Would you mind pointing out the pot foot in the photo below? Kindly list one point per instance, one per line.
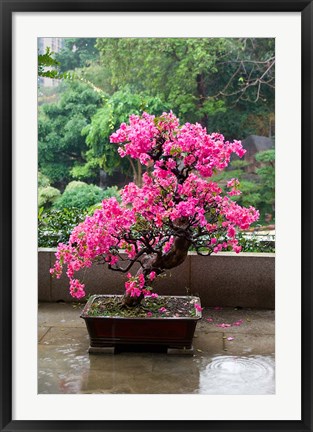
(180, 351)
(101, 350)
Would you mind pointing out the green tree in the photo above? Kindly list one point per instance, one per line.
(116, 110)
(77, 53)
(213, 81)
(61, 145)
(81, 195)
(258, 187)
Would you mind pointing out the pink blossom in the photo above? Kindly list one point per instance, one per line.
(152, 276)
(170, 200)
(198, 307)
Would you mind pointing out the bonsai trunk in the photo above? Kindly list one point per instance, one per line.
(158, 263)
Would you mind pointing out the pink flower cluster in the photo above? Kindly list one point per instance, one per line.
(176, 188)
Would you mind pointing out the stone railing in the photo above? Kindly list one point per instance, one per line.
(224, 279)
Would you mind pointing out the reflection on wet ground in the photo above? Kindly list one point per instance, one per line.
(226, 360)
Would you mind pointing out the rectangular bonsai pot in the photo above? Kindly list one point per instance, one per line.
(170, 332)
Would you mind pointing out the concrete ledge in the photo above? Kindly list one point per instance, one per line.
(224, 279)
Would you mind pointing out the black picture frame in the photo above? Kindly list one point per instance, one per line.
(8, 7)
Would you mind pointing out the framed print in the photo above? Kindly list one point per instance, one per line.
(71, 71)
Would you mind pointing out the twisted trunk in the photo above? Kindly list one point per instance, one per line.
(159, 263)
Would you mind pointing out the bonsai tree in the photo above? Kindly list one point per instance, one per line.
(178, 207)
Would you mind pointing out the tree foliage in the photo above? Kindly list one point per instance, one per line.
(116, 110)
(81, 195)
(61, 146)
(77, 53)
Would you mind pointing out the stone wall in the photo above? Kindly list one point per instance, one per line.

What is required
Return all of the rows above word for word and line by line, with the picture left out.

The completed task
Would you mind pointing out the pot foot in the photo below? Kindly list one point per instance, one per line.
(180, 351)
(101, 350)
Would you mind pointing out the green tree in the photo above? Kindly list one point per instance, one per line.
(116, 110)
(77, 53)
(213, 81)
(61, 145)
(81, 195)
(258, 187)
Would you mind pointing out the pink blossom in the photo above? Kindly list one point per instance, one per line.
(152, 276)
(170, 200)
(198, 307)
Would you mind pointing out the bonsai trunk in the photo above? Kindly list one point per instance, one per line.
(158, 263)
Would you mind pointing out the pink flower cluster in the photo above? Kindly list one point per instance, one per line.
(176, 188)
Would you mind pointing out the stone railing in the photo above? Kindly list one point per instance, one per line.
(224, 279)
Would you mind pointing out the reflection on wet ground in the photo above? Kindly list one point per instance, one per line.
(226, 360)
Would you mind pointing out the rectangular bonsai pot in the photo above? Kindly list one point per instance, one per line.
(170, 332)
Would you mind pointing out the concrete ledge in the photo above? Kindly list one point per instance, one per line.
(224, 279)
Would you mind pointing out the black picture frame in the photo above? Kindly list one point per instance, one per line.
(8, 7)
Would you mind pointing out the framed print in the photo above? Kindly list one point per instance, one per line.
(71, 71)
Would you mind pointing out the twisted trunk in the photo above? Kindly list one point per instance, one per line.
(159, 263)
Would you mind pointing out the bonsai tree in the photo above? Kindly list one point per instance, one per line.
(178, 207)
Would you mind pointing out the tree foliage in the photo above? Kindly list one point per instance, one per line.
(116, 110)
(81, 195)
(61, 146)
(77, 53)
Would you mind pointing out the stone wall in the photo above? Kindly list one point per instance, one per line.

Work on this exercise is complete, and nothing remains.